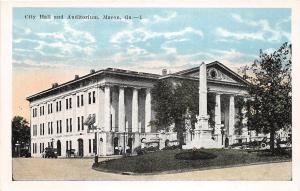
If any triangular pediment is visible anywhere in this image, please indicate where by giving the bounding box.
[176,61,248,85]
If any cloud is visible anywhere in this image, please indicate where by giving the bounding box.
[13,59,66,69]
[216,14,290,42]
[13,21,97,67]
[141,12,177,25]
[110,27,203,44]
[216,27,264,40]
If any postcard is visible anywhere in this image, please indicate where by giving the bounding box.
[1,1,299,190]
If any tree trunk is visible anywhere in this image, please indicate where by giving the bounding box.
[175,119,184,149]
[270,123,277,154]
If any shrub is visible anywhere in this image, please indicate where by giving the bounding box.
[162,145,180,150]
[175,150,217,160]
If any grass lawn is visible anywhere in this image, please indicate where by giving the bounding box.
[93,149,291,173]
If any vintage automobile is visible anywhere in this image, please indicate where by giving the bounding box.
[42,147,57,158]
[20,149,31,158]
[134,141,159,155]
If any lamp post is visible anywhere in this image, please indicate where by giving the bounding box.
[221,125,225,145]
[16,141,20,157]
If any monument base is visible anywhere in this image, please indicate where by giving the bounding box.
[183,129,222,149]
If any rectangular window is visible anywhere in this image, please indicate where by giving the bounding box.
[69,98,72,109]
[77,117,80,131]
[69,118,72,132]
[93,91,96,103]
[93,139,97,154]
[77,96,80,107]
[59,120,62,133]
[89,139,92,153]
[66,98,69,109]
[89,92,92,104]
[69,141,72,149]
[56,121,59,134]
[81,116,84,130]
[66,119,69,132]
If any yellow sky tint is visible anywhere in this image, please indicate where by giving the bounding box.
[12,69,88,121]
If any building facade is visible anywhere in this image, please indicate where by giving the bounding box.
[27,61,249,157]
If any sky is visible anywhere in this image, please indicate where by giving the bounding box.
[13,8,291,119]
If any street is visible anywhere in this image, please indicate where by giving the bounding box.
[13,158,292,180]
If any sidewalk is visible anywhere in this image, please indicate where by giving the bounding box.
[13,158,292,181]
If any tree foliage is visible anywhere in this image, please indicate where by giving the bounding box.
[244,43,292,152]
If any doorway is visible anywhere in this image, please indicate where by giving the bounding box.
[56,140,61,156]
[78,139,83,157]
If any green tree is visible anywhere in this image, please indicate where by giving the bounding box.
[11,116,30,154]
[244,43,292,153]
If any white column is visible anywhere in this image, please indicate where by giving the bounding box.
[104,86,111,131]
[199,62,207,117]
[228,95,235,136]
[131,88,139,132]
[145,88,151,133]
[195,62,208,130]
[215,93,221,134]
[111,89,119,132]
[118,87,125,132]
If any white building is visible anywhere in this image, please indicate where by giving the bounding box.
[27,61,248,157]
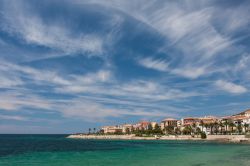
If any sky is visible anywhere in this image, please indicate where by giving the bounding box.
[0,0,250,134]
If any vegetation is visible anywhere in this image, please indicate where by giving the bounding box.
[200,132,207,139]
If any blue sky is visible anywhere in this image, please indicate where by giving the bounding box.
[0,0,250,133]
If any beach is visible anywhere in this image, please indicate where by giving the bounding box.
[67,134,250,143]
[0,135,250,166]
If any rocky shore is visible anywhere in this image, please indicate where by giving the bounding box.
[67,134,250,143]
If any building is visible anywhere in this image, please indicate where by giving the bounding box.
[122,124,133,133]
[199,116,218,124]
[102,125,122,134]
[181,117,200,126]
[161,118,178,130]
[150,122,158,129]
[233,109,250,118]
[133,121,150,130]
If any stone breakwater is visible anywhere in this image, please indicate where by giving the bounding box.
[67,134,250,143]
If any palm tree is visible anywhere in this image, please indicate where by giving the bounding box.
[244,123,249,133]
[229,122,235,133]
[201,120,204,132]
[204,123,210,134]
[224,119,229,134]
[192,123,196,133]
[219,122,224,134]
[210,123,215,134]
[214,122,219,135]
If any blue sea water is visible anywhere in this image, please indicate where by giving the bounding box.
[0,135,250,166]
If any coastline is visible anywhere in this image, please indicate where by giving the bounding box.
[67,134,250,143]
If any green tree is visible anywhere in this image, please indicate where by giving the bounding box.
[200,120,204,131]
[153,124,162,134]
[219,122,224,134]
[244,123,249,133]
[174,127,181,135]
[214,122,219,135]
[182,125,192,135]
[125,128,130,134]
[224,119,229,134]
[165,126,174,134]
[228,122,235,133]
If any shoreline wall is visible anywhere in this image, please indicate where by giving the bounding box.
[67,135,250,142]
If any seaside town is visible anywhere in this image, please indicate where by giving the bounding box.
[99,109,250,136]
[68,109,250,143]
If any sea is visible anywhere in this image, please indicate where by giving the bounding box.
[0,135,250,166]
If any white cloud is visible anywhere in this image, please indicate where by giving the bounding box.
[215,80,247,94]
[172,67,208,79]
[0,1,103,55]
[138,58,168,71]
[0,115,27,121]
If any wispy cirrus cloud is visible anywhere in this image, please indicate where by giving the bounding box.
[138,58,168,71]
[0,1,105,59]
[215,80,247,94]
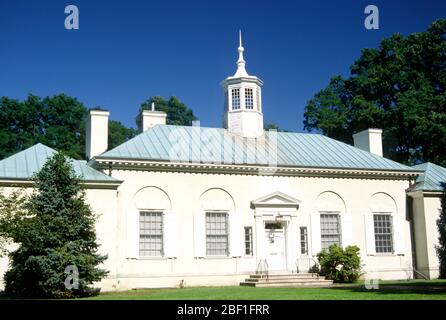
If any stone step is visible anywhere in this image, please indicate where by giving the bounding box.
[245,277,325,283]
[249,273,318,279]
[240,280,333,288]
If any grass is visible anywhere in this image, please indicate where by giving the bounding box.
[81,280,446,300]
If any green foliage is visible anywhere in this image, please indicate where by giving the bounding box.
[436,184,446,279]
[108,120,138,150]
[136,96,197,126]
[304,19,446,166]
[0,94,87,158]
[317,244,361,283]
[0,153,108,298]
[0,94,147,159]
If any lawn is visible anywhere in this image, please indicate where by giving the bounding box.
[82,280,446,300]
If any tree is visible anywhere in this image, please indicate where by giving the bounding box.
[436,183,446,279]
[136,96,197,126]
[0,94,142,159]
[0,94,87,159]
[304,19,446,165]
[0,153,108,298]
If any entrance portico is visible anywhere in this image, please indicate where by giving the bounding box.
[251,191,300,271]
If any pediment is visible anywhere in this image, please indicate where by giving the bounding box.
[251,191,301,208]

* * *

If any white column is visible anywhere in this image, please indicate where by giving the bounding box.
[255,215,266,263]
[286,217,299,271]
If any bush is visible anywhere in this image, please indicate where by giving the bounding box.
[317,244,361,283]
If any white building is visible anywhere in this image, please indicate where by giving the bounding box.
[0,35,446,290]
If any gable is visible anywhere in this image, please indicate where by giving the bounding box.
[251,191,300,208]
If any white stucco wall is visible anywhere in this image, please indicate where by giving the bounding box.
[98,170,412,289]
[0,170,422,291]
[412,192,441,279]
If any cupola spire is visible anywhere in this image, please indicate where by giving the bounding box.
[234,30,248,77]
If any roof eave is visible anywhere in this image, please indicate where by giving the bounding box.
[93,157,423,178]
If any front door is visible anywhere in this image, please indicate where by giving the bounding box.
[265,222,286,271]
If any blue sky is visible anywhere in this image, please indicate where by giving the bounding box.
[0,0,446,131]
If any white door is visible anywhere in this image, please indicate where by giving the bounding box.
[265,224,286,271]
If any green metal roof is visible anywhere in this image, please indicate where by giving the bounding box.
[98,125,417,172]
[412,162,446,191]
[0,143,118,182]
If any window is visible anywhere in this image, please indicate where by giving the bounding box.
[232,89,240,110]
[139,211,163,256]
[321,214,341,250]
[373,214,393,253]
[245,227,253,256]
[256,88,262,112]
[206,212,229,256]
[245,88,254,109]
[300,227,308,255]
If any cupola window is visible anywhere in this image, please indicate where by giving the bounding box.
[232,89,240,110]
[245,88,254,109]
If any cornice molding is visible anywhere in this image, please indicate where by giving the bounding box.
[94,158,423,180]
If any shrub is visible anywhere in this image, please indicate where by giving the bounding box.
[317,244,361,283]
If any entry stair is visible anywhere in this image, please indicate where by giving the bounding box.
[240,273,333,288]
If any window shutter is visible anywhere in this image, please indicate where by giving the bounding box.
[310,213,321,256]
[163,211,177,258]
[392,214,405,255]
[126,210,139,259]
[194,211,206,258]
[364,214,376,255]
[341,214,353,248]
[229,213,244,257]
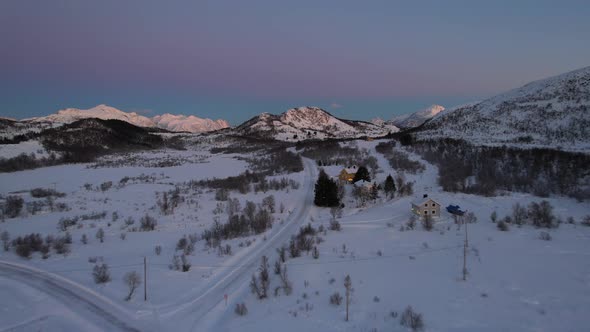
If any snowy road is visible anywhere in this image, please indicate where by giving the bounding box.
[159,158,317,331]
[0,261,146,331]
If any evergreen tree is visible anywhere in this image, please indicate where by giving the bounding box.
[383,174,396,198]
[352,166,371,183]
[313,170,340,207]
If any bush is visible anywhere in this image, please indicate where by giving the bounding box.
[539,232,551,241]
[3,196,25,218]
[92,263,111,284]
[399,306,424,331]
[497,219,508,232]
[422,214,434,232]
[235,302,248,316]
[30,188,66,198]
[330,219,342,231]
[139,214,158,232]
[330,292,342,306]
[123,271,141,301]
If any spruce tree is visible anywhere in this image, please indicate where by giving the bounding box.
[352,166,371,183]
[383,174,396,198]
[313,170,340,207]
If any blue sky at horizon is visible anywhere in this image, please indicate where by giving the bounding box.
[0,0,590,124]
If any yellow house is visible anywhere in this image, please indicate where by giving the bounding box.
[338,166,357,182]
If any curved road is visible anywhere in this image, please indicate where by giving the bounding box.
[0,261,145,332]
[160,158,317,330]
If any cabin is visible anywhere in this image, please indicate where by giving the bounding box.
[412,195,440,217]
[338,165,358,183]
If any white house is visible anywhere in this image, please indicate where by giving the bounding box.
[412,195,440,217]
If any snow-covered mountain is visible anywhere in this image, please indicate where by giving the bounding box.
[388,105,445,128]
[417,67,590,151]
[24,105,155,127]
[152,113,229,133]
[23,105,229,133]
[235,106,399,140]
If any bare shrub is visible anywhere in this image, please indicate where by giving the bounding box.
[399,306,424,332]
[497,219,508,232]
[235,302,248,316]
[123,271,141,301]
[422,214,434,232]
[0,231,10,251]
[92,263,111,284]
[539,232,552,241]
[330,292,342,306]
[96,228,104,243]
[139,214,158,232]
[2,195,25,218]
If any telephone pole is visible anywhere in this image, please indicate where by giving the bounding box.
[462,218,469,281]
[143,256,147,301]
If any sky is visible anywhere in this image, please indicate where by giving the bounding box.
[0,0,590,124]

WHAT TO DO >>
Tally the lines in the records above that contain the word "white", treating uppercase and lowercase as different. Reply with the count alone.

FINAL RESULT >>
8